PROBLEM DESCRIPTION:
Scan the entries below. Return every line that includes "handle".

(Stored data entries)
● ● ●
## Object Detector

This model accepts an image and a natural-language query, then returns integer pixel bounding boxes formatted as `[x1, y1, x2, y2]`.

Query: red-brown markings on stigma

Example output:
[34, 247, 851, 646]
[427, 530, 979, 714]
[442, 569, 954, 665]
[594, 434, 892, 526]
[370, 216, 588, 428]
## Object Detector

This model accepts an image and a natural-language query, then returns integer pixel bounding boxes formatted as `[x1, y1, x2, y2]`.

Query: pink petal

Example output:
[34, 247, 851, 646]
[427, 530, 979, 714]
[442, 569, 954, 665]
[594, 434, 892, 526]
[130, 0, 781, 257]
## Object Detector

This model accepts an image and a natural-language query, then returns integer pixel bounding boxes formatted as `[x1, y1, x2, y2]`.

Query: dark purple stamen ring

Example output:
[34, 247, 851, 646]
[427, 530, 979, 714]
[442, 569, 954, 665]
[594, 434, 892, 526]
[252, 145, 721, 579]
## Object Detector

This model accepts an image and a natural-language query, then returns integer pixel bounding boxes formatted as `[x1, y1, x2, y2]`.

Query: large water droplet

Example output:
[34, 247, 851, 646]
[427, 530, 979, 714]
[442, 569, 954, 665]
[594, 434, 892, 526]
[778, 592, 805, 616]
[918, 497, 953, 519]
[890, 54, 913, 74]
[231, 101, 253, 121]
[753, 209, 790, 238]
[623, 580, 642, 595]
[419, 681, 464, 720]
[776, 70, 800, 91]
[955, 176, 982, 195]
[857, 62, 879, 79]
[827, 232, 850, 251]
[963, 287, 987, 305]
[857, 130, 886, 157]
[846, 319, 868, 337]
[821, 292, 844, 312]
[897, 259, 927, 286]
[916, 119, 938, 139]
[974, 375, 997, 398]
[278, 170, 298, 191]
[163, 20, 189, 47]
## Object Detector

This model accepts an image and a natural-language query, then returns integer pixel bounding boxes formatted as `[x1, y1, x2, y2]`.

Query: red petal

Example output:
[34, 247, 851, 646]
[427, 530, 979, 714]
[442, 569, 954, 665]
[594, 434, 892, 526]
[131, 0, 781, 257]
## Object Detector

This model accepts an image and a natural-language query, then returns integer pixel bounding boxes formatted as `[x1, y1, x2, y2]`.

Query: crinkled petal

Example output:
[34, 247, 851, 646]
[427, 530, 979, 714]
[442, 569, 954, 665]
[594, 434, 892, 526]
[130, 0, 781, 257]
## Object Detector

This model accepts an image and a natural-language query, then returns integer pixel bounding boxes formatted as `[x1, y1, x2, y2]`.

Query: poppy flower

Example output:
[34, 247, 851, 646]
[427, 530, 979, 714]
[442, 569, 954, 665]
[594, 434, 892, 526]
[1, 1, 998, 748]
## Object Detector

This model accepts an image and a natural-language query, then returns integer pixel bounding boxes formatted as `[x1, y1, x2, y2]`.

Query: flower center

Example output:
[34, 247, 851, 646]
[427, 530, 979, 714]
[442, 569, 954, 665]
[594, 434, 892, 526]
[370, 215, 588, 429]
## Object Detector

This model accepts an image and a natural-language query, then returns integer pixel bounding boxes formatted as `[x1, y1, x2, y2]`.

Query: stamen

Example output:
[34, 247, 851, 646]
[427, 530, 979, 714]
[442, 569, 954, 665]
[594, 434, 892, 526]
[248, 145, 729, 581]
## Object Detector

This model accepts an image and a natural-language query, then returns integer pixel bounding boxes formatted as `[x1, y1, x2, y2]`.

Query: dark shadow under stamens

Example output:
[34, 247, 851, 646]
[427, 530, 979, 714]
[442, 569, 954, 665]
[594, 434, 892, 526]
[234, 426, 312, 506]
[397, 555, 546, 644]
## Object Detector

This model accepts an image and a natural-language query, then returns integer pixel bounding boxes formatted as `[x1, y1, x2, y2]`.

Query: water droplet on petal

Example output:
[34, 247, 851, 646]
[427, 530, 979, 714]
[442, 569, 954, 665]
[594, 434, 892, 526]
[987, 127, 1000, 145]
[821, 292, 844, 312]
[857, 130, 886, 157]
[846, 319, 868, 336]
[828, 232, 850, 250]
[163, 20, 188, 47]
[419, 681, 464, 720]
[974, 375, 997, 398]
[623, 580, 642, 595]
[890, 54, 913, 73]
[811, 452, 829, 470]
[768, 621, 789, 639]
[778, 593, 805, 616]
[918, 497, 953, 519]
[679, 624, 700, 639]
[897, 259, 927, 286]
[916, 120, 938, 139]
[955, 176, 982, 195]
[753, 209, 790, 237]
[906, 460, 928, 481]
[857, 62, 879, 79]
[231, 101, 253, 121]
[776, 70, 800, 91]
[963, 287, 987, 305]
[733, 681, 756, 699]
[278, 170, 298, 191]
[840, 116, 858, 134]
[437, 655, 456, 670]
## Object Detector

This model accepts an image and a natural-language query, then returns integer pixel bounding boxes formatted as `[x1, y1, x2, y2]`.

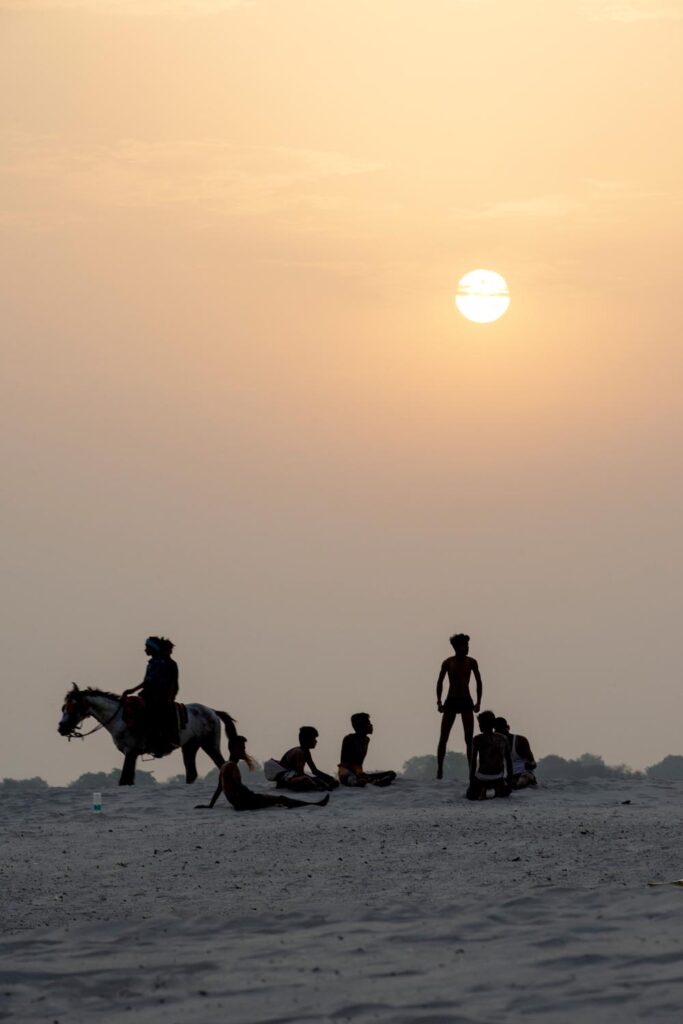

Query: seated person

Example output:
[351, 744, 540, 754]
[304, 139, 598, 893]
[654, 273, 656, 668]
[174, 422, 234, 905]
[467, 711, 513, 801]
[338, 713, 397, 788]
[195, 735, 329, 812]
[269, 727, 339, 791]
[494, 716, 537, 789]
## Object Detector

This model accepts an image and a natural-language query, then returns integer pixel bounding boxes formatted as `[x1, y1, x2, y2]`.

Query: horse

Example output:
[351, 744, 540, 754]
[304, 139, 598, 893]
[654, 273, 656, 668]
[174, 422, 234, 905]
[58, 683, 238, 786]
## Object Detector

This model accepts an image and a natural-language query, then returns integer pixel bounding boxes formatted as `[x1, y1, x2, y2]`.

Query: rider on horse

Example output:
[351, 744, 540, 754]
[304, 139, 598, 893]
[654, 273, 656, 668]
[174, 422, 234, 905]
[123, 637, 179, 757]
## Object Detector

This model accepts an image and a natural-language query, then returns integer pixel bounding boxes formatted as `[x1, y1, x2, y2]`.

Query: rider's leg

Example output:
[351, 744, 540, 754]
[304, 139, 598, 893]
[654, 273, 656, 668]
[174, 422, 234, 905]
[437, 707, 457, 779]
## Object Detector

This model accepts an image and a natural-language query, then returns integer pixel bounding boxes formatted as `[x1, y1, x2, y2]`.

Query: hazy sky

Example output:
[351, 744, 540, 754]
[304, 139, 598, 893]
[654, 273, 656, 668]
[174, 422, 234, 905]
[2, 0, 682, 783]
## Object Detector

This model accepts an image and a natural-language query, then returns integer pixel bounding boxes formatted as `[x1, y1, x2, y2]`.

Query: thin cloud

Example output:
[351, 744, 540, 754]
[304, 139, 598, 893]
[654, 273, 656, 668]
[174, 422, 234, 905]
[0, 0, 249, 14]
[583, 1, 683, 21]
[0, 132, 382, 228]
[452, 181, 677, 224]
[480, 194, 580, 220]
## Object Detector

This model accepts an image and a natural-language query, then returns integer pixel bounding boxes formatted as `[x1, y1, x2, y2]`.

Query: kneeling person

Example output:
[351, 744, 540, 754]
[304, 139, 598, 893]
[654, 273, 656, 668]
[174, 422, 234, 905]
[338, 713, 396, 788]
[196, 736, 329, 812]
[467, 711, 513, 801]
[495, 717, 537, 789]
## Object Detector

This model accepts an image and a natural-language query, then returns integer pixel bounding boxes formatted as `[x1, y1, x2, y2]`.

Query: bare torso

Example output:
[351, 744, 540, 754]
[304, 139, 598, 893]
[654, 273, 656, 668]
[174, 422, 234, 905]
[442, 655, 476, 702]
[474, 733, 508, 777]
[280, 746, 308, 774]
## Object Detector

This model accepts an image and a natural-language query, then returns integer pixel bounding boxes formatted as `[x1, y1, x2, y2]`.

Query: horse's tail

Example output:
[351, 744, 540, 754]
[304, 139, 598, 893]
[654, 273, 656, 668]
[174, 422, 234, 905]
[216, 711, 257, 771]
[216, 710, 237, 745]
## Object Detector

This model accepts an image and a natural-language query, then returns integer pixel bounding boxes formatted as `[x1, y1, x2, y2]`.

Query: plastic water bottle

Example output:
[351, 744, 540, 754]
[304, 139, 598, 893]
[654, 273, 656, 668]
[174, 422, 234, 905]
● ● ●
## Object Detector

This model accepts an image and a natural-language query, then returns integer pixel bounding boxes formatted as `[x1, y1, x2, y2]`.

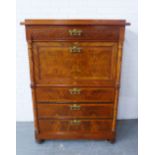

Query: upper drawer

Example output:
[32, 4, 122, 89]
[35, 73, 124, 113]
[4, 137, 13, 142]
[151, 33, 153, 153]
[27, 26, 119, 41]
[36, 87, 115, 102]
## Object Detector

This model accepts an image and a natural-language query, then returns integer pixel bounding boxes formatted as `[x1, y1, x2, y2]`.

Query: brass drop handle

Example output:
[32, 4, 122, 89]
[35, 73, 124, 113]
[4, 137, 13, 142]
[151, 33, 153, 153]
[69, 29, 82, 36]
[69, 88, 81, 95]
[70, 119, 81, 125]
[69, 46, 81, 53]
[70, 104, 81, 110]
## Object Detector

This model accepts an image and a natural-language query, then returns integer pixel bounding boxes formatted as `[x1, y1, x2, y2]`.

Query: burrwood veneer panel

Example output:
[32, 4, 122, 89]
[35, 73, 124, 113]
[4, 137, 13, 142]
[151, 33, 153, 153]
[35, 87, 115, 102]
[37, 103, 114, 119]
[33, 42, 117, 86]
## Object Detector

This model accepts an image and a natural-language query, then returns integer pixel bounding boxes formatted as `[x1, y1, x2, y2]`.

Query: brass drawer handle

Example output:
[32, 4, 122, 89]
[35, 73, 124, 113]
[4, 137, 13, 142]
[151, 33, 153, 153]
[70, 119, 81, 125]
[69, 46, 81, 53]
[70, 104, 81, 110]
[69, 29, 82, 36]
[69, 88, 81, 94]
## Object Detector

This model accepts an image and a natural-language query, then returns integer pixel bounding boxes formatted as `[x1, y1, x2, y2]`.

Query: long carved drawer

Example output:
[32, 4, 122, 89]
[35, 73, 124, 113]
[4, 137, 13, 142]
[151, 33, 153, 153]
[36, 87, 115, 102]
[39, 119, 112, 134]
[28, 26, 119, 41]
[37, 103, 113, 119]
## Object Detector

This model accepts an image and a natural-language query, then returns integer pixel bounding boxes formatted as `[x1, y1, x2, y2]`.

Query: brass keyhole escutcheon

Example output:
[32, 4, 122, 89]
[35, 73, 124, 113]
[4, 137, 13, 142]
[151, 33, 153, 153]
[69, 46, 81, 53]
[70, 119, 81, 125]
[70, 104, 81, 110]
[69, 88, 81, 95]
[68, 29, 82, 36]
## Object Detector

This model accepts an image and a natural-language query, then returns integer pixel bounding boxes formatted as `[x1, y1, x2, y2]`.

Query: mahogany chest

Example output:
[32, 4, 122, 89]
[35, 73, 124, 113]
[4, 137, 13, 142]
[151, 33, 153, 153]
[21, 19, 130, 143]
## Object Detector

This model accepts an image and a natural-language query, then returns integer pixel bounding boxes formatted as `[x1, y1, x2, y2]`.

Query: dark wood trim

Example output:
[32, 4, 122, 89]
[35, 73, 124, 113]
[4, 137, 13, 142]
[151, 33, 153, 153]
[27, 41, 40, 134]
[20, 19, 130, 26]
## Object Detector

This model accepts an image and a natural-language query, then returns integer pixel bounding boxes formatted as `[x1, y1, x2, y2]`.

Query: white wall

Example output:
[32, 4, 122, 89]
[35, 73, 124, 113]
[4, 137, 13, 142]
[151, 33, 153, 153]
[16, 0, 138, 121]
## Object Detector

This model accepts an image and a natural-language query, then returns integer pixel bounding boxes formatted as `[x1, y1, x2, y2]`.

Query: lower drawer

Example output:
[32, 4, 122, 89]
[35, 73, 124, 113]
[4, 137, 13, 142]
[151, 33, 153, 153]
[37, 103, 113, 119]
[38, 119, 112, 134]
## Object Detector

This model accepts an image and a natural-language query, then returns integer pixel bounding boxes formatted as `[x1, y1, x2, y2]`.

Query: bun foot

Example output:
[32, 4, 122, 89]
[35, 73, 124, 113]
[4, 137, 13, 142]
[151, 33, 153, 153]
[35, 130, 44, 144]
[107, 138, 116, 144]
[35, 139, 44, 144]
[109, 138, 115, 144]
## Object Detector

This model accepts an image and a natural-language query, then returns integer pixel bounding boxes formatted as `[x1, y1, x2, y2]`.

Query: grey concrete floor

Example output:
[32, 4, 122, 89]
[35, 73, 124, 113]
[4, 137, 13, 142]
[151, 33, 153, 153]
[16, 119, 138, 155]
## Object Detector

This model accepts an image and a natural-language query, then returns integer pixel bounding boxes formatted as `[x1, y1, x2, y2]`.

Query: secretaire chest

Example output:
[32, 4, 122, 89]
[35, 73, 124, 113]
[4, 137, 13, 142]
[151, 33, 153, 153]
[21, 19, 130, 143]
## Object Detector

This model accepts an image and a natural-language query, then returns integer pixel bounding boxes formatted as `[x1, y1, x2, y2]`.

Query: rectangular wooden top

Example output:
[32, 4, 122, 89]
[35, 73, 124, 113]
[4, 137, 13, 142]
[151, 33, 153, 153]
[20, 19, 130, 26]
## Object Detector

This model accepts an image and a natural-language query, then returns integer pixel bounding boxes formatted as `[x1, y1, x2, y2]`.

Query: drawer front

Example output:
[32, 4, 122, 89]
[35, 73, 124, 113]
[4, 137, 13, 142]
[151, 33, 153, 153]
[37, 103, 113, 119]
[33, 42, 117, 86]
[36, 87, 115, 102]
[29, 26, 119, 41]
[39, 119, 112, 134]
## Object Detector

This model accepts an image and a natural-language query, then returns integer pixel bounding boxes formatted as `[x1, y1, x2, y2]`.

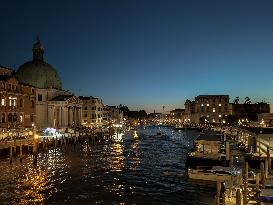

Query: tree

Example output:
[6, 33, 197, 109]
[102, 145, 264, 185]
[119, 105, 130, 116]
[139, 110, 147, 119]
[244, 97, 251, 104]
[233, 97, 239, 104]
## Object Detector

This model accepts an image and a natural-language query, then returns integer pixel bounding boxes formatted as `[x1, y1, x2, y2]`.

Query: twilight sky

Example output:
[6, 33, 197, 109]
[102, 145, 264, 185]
● ● ●
EXERCISE RESULT:
Query: brass drop handle
Query: brass drawer handle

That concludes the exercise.